### GIVEN REQUEST:
Every entry needs to be reproduced exactly.

** Start of DATASET ENTRIES **

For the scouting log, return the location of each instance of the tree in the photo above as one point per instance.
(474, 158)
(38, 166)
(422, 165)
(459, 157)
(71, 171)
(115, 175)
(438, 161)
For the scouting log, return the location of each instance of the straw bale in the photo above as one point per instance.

** End of DATASET ENTRIES **

### EXERCISE RESPONSE:
For the scouting log, return the location of each instance of the tree in the photo above as one point per instance.
(474, 158)
(38, 166)
(422, 165)
(459, 157)
(71, 171)
(115, 175)
(438, 161)
For the scouting log, return the location of each instance of the straw bale in the photo above as one point per instance.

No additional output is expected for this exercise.